* **Work instructions**
Set down every line of the data exactly, skipping the pictures.
Data to examine below:
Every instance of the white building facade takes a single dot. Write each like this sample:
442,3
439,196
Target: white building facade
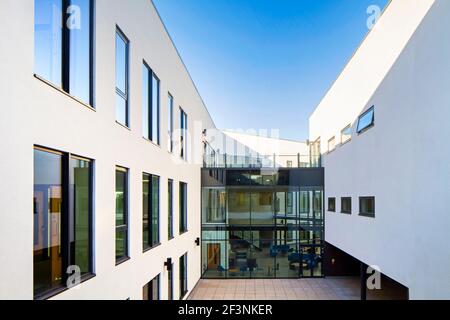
86,130
383,133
End of Data to examine.
* **Response box**
Every instance of the white building facade takes a single dot. Write each like this sample:
442,3
439,196
Target: white building facade
86,130
383,133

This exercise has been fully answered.